• [SUPPLIED MATERIAL]
◇ ◇ ◇ ◇ ◇ ◇ ◇
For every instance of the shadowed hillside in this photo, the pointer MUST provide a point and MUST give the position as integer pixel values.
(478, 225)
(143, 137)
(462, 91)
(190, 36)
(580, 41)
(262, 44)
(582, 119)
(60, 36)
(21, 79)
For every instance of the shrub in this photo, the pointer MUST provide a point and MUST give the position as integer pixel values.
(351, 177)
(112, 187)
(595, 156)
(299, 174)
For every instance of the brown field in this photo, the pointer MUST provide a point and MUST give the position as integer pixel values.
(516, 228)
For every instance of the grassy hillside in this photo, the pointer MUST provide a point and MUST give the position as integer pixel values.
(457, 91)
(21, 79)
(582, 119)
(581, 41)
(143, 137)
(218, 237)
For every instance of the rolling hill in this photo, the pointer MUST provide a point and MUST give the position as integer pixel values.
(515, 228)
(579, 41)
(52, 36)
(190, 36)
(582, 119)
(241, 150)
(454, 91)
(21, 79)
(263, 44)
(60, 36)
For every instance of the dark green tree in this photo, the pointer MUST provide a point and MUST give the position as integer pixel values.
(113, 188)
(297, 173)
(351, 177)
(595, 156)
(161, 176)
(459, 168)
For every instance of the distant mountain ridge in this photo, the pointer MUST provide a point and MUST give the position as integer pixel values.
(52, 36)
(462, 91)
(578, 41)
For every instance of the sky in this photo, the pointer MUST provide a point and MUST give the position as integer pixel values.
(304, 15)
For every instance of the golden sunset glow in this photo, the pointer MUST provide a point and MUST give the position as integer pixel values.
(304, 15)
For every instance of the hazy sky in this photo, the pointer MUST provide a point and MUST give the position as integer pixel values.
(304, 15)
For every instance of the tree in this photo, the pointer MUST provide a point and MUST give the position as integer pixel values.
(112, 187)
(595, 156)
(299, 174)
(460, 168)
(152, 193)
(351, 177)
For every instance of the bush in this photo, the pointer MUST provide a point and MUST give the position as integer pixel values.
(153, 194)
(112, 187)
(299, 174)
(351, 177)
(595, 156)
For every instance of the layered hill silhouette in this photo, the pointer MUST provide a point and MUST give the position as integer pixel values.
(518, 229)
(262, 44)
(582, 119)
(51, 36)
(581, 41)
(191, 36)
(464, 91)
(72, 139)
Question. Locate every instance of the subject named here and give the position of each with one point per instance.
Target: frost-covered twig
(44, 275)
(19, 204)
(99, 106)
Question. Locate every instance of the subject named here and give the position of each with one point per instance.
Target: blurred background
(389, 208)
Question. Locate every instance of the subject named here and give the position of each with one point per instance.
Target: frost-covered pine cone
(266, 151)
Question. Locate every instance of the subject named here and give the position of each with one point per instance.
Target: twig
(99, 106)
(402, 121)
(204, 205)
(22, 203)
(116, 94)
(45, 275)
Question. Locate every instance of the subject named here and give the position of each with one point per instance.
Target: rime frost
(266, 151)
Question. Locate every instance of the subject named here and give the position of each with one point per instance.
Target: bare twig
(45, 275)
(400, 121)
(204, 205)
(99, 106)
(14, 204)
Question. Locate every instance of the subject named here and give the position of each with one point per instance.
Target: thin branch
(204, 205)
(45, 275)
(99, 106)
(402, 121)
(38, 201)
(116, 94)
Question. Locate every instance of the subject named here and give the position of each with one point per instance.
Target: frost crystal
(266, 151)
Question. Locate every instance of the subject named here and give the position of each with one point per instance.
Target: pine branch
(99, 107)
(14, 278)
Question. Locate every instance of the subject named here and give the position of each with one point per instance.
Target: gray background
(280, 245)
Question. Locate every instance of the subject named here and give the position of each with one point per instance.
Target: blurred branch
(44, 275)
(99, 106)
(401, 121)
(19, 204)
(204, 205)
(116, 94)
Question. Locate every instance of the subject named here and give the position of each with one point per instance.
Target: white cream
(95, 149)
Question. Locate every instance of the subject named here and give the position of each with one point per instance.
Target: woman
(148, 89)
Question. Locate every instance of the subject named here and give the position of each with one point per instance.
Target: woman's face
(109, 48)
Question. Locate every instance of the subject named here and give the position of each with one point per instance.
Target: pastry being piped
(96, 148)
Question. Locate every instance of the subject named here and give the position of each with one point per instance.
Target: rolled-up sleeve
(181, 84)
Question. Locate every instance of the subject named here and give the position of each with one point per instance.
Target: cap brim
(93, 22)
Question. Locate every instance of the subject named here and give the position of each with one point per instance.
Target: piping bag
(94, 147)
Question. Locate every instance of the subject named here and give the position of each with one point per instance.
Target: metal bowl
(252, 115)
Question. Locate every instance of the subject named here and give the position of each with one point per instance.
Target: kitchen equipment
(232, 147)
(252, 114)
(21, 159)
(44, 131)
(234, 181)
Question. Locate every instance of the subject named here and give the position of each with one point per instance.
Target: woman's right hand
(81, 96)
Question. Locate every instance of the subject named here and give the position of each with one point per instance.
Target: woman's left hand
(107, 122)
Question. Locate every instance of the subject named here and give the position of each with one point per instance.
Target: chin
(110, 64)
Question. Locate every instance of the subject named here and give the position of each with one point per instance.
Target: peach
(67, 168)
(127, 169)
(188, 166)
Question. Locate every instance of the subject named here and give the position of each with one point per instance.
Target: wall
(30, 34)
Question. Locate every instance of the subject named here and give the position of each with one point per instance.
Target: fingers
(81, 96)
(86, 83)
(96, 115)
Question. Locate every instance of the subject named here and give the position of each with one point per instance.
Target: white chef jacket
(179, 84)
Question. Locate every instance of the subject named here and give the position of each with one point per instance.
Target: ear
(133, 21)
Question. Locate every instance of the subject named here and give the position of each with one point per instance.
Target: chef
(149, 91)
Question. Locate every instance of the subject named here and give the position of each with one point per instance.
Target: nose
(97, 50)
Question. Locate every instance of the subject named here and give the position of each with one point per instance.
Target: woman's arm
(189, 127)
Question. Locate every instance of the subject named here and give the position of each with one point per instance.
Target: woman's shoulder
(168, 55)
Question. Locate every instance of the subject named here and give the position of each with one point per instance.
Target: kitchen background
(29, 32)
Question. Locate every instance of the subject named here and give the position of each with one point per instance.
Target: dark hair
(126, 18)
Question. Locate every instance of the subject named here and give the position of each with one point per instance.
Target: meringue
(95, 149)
◇ ◇ ◇ ◇ ◇ ◇ ◇
• [EXERCISE INSTRUCTIONS] Copy exactly. Include the line containing "Target: dark hair" and every later line through the end of the listing, and nothing else.

• [RESULT OF THE EXERCISE]
Target: dark hair
(126, 18)
Question. Locate every instance of the subject named here and give the position of each with one point per instance.
Target: meringue
(95, 149)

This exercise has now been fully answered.